Let's Design and Build a (mostly) Digital Theremin!

Posted: 3/12/2018 11:14:56 PM
tinkeringdude

From: Germany

Joined: 8/30/2014

Haha, cat! Some time ago I was looking for dog vocal tract formants and, lo and behold, I found a paper about it which lists, alas only 2, formants vs. dog breed in a table.
I was not yet able to make notable use of that info, as I don't have a setup to produce the distorted, "violent" kind of vocalization dogs have, and I'm not sure I would put a huge amount of effort into it, but it would be funny ;-)

Posted: 3/14/2018 12:24:58 PM
dewster

From: Northern NJ, USA

Joined: 2/17/2012

"Some time ago I was looking for dog vocal tract formants and, lo and behold, I found a paper about it which lists, alas only 2, formants vs. dog breed in a table."  - tinkeringdude

Ha!  Animal formants aren't something I would have even thought of.  I'm not sure how dogs do the barking thing, but a lot of audio stuff, when the process is sped up, takes on an entirely different character.  So maybe it's something simple happening quickly?

Is this (link) the paper?  This (link) chapter is good too, barks don't involve the nasal resonances as that is closed off.

=============

In a effort to modularize the code, I stuck a first order filter (low-pass, high-pass) together with a second order state variable filter (low-pass, band-pass, high-pass, notch) and made the first order operating modes negative values of a parameter, with zero a pass-through. Homing in on a single versatile filter "blob" that can do whatever I need it to do.

_GOAL_. Render this sentence from the theremin forum thread in Spanish: "Animal formants aren't something I would have even thought of."

_RECORDS PROVIDED_.
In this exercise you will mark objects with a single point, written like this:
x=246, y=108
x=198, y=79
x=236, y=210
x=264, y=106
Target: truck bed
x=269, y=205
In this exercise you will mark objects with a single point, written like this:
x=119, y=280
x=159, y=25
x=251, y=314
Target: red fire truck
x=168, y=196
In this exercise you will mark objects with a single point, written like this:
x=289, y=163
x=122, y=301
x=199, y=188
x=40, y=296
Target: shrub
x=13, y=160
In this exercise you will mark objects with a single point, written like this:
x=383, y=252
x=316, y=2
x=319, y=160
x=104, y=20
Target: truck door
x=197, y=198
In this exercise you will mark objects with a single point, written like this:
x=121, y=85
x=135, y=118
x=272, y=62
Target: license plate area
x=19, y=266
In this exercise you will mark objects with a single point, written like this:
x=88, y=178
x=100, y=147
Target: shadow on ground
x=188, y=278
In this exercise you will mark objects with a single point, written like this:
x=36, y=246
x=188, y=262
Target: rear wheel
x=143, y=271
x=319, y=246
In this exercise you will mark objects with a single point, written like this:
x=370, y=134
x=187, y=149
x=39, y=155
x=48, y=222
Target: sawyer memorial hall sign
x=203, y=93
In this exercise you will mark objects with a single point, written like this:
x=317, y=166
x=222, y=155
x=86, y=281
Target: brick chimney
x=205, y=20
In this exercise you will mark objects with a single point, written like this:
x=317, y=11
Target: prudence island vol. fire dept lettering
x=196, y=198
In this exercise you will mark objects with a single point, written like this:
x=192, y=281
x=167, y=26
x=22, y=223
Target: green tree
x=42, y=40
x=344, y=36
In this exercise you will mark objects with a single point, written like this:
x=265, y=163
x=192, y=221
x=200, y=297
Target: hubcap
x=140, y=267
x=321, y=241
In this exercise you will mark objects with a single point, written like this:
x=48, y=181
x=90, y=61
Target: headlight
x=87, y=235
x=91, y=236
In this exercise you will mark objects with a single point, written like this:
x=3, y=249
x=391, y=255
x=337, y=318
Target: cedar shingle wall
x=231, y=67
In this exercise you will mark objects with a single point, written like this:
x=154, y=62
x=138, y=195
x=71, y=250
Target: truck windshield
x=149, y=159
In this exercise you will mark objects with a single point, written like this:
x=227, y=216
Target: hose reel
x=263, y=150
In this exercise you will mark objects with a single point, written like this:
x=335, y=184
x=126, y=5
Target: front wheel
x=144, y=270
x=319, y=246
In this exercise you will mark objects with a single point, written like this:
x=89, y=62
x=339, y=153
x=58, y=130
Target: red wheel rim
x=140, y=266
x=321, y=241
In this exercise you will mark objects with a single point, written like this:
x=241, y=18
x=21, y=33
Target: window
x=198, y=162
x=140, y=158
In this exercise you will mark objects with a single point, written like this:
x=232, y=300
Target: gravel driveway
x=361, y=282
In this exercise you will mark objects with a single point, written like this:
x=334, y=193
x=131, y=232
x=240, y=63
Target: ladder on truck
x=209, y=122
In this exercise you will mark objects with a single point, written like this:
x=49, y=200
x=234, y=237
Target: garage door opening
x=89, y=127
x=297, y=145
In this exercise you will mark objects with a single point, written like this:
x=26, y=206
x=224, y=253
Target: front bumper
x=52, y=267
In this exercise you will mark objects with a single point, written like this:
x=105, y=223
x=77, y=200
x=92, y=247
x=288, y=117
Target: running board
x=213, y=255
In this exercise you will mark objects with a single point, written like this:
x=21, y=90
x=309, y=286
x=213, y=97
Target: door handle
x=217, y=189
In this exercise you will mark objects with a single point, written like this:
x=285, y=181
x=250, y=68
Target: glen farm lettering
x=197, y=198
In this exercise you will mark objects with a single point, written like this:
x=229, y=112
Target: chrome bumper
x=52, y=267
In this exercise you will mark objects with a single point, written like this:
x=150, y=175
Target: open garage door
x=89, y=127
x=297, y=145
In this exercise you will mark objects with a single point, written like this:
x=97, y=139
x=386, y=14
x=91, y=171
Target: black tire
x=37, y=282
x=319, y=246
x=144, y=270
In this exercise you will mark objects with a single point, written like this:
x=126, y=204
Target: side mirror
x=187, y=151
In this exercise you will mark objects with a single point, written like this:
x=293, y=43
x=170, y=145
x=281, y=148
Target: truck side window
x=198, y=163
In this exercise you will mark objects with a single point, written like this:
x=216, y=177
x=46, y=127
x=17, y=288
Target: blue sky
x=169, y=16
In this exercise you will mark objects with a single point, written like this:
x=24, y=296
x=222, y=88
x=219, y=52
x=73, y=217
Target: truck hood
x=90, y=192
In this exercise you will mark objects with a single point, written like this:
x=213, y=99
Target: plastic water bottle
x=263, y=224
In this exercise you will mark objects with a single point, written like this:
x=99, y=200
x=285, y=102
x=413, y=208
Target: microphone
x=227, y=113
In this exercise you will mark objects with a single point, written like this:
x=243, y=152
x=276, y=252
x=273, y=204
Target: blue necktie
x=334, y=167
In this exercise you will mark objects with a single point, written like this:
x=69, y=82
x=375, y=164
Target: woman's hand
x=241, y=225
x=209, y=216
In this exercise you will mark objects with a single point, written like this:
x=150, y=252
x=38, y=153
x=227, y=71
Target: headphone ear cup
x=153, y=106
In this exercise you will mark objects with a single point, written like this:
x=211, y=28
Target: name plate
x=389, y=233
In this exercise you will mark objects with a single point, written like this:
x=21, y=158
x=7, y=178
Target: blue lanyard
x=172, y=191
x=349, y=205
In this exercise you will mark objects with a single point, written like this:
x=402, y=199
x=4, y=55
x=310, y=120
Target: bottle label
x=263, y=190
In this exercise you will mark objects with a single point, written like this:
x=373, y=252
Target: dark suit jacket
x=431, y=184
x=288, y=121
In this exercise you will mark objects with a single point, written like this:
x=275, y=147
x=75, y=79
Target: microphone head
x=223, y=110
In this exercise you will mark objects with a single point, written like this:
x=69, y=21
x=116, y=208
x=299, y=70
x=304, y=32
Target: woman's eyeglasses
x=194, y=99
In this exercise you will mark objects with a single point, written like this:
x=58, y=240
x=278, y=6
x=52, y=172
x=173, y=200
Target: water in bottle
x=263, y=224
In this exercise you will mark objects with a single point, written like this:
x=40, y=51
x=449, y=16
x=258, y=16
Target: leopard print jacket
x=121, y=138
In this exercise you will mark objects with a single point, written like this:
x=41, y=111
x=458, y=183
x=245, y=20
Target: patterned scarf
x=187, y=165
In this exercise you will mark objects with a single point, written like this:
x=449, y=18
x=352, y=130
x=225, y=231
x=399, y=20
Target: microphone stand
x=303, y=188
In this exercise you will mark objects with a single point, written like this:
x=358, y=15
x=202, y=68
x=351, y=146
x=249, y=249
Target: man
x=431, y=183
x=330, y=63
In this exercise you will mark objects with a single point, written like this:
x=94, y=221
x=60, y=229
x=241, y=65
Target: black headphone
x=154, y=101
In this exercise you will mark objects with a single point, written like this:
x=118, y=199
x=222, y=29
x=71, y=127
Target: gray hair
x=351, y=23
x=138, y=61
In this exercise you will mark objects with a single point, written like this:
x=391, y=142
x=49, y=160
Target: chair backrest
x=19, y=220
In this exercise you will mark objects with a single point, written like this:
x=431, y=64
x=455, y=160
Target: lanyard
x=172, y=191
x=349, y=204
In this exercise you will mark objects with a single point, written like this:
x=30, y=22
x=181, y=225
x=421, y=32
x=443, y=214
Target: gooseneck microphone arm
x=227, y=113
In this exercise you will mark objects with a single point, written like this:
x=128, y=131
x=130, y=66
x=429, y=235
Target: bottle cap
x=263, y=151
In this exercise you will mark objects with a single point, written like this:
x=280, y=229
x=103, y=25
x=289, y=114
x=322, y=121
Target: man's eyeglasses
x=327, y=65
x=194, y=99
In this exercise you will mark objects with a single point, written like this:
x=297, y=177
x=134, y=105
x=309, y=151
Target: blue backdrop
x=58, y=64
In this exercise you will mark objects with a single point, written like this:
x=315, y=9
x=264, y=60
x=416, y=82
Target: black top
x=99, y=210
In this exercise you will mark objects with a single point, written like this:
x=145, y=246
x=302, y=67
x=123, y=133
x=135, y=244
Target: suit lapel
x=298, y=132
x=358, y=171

_TASK OUTPUT_. Los formantes de los animales no son algo en lo que yo siquiera habría pensado.